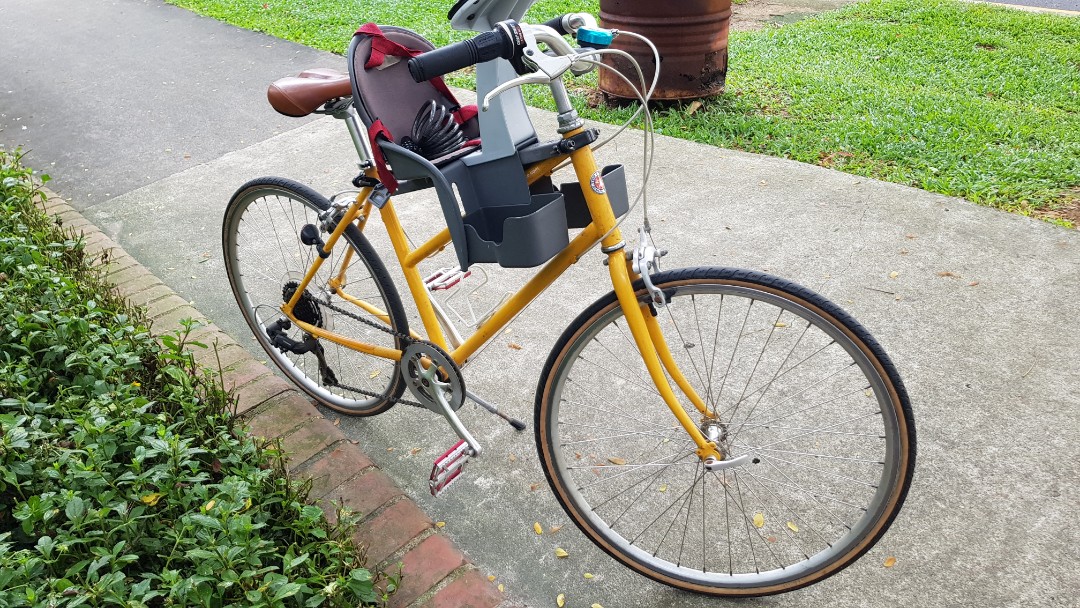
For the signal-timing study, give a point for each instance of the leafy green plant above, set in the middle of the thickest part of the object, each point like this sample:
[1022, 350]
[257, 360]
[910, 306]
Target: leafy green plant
[123, 477]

(WHAT YOU NEED TO DO) What is needed is an exact repeat of the records, with every picture left out.

(WRITTEN RESPONSE)
For the signal-timing study, give a point for each instance of the leafy green plant above, set in the middle of the thickest part of the object, each point like this sample:
[1022, 350]
[257, 360]
[910, 306]
Target: leafy green plant
[123, 477]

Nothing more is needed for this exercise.